● **Your goal**
Each line below must be transcribed with no word changed.

[Natural-language object grounding data]

+++++

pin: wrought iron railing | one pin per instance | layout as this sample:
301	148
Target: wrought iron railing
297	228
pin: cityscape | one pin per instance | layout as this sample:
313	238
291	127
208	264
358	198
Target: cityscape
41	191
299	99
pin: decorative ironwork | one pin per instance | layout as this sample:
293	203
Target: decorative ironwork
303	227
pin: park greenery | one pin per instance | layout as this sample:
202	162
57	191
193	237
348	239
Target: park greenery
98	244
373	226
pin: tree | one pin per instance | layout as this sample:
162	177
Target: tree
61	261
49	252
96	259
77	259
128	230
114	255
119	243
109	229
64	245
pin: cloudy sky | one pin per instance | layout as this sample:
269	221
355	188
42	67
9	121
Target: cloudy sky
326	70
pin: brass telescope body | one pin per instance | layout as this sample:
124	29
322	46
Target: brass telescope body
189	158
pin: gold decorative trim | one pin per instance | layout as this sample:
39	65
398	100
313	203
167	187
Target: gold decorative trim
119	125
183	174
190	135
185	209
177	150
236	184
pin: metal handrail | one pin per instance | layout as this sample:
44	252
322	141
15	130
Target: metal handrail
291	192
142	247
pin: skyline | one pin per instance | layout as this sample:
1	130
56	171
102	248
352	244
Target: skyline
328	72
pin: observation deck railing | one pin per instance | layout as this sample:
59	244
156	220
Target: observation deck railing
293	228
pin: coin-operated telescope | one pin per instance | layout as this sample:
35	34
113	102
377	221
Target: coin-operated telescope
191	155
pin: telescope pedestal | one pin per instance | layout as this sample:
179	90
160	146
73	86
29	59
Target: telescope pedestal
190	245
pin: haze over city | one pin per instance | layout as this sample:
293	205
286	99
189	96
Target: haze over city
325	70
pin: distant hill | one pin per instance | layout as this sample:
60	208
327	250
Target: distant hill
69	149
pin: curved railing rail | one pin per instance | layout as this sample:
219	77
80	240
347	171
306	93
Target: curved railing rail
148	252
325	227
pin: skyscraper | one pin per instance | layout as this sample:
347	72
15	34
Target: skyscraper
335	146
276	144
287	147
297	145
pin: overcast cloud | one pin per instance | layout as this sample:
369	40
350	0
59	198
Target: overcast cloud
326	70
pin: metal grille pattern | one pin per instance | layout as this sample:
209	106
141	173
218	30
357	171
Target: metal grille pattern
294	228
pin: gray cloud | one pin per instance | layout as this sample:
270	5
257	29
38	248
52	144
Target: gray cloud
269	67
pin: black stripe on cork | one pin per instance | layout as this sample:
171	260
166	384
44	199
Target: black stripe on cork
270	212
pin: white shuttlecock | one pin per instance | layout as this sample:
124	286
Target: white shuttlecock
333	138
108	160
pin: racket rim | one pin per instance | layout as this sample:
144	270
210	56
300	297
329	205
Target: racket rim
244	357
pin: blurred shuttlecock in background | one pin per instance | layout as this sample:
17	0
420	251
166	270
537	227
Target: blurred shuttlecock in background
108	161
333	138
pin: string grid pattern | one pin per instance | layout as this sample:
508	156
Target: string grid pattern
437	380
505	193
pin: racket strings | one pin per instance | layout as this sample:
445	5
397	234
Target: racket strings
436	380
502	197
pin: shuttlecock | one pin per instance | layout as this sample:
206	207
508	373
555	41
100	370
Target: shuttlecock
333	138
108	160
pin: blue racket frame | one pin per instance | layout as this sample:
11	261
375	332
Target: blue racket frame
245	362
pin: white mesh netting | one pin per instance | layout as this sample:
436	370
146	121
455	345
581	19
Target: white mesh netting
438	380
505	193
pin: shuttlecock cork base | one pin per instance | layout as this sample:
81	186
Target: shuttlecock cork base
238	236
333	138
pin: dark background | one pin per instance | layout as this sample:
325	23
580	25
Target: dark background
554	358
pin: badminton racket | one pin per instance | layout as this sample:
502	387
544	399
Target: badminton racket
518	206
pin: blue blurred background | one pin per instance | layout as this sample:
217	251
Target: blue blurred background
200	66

+++++

● **Exercise output**
pin: wrought iron railing | one pin per instance | layout as this sample:
301	148
Target: wrought iron railing
297	228
pin: cityscape | one pin per instance | layout as this sample:
313	238
291	127
208	264
358	198
Target: cityscape
41	191
299	99
pin: decorative ironwork | one pin per instance | layout as this sample:
293	203
Target: decorative ironwork
303	227
pin: park greenery | one pin per instance | layout as this sample:
202	162
57	191
193	237
348	239
Target: park greenery
98	244
373	226
pin: tree | one pin per instance | layout as this sample:
162	177
Target: tree
61	261
49	252
96	259
77	259
128	230
114	255
119	243
109	229
64	245
pin: cloudy sky | one pin per instance | layout as this sample:
269	221
355	188
42	67
9	121
Target: cloudy sky
326	70
pin: brass telescope body | one pin per instance | layout as this sample:
124	29
322	46
Target: brass telescope body
189	158
pin: gold decorative trim | one pin per instance | layout as this sample:
39	65
398	100
313	203
167	187
Target: gold decorative trim
119	125
183	174
190	135
185	209
177	150
236	184
pin: metal handrail | one pin per instance | layout as this sample:
44	252
322	141
15	130
Target: metal handrail
291	192
142	247
pin: skyline | one pin per instance | layout as this sample:
1	130
56	171
102	248
352	244
Target: skyline
328	72
pin: observation deck railing | one pin per instance | layout as this sample:
59	244
156	220
Target: observation deck railing
293	228
pin: coin-operated telescope | one pin per instance | layout as this sample:
35	34
113	102
377	221
Target: coin-operated telescope
191	155
pin: telescope pedestal | one pin per instance | layout as this sample:
179	90
160	146
73	86
29	59
Target: telescope pedestal
190	245
pin: haze over city | one pin per instance | layout as this sample:
293	205
286	99
189	96
Target: haze over city
325	70
pin: distant hill | one pin per instance | layout as this sample:
60	208
327	250
Target: distant hill
69	149
pin: curved railing rail | one pin per instance | layout as this sample:
219	77
80	240
347	171
306	93
Target: curved railing rail
148	252
325	227
pin: skyscraper | one pin per instance | layout as this sample:
347	72
15	34
Target: skyscraper
335	146
276	144
287	147
297	145
pin: overcast cloud | one pin per instance | layout as this sample:
369	40
350	0
59	198
Target: overcast cloud
326	70
pin: metal grille pattern | one pin per instance | layout as this sample:
209	106
141	173
218	30
357	171
Target: metal grille pattern
294	228
pin: gray cloud | one pin per instance | layout as this sample:
270	5
257	29
38	248
52	144
Target: gray cloud
269	67
pin: black stripe on cork | one pin per instance | layout as this sample:
171	260
166	384
44	199
Target: black stripe on cork
270	212
pin: white shuttlecock | one pin per instance | layout as this sample:
124	286
Target: white shuttlecock
333	138
108	160
pin: racket rim | one pin per instance | layout as this sample:
144	270
210	56
300	297
329	205
Target: racket rim
244	357
pin: blurred shuttlecock in background | one pin per instance | layout as this sample:
17	0
420	251
166	270
537	227
Target: blurred shuttlecock in background
108	161
333	138
pin: string grid pattern | one pin per instance | layout as this sample:
508	156
Target: string grid pattern
437	380
505	193
pin: racket strings | one pin per instance | layout as this sample:
445	5
397	234
Target: racket strings
436	380
502	197
pin: shuttlecock | one pin per instance | layout as this sample:
206	207
508	373
555	41
100	370
Target: shuttlecock
333	138
108	160
pin: blue racket frame | one pin per instance | layout as this sample:
11	261
375	332
Target: blue racket frame
245	362
pin: white mesh netting | one pin per instance | layout as this sample:
436	370
146	121
455	345
581	19
Target: white mesh netting
438	380
505	193
pin: shuttlecock cork base | one pin per instance | layout as this sample:
81	186
Target: shuttlecock cork base
238	236
333	138
pin: dark background | one pin per instance | layout as this sample:
325	23
580	25
Target: dark background
554	358
pin: badminton racket | one pin per instance | layout as this sample:
502	387
544	399
Target: badminton racket
518	206
pin: blue blurred background | one pin per instance | layout as this sample:
217	251
Target: blue blurred background
200	66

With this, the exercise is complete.